*Stated goal*
From the passage on Bayesian media mix modeling, lift out word for word the portion starting with "The Bayesian approach" and going on through "can be achieved.".

======== Selection ========

The most perceptive readers might have noticed that Bayesian statistics were not even once evoked in the past sections. This begs the question: why should we care about using a Bayesian approach for fitting this model, when some specific observation data is available?

It turns out that the answer is very much related to the large number of parameters that must be approximated — a number which is quite often left unmatched by the data availability to fit our model. Let’s take a look at the Expertise x Data Availability matrix below:

Figure 4.Expertise x Data Availability matrix for the Media Mix Modeling study

From this matrix, it should be clear that the complexity of the problem to be tackled here depends on the following question: is approximating all these nonlinear parameters part of our task? If not — that is, if these parameters are previously known — then they should only appear as pre-transformations to the data, which will then be fit into a simple linear multivariate regression model. This is ideally the case if enough past information/expertise is available to set approximate values to these parameters, and these values are simply not up to validation by data.

Needless to say, the absolute knowledge of channel behavior amongst all media types is quite a strong assumption, and chances are that at most some clues regarding these parameters are available for modeling. Hence, the observation data must also be used to fit these parameters and better understand the involved channels. If this is paired with low data availability, it becomes extremely convenient — or even required — to use all previously known information in order to guarantee good model performance.

The Bayesian approach is, thus, a way to perform an all-in-one estimation of parameters (regression and nonlinear), which allows for inputting clues to the model as prior knowledge, for best performance with limited data. Let’s now get a bit more into the details on how this can be achieved.

How to go Bayesian?

======== Provided information ========

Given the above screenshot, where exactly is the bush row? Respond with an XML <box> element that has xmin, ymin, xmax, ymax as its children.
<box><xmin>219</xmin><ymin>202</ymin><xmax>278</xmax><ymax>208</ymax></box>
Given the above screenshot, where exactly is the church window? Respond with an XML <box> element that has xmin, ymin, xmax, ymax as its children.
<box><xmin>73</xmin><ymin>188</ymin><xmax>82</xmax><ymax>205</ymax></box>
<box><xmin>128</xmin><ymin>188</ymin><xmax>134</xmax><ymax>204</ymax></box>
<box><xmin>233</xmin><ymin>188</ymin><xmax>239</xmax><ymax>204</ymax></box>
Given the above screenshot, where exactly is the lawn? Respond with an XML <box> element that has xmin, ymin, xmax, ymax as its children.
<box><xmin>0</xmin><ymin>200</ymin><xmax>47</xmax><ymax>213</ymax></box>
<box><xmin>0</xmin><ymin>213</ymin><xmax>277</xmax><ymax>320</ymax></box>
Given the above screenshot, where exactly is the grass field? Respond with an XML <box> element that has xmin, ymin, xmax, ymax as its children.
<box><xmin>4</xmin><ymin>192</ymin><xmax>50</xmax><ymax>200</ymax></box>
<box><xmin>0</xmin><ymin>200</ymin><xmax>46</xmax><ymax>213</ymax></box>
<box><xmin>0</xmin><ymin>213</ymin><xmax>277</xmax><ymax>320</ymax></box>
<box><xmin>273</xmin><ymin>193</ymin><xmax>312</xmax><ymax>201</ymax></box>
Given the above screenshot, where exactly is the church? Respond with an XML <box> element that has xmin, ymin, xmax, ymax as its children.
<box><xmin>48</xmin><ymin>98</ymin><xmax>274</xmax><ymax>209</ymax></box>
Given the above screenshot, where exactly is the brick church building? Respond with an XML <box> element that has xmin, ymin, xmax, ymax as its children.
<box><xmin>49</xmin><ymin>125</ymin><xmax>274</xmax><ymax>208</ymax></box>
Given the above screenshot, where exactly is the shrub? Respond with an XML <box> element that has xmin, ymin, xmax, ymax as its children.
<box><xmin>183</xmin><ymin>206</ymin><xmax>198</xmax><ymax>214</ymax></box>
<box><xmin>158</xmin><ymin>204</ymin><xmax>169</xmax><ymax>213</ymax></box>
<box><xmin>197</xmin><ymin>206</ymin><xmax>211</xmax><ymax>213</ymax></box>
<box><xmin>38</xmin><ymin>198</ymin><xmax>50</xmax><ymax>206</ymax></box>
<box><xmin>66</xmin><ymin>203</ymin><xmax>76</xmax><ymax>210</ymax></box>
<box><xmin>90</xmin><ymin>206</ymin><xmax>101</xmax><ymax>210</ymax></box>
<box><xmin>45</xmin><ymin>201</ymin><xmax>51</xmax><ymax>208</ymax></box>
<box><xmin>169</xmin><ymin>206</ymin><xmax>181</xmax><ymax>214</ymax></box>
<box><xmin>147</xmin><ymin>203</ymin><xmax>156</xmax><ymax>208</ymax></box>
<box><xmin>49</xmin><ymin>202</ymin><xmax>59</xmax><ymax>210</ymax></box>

========

*Output for this exercise*
The Bayesian approach is, thus, a way to perform an all-in-one estimation of parameters (regression and nonlinear), which allows for inputting clues to the model as prior knowledge, for best performance with limited data. Let’s now get a bit more into the details on how this can be achieved.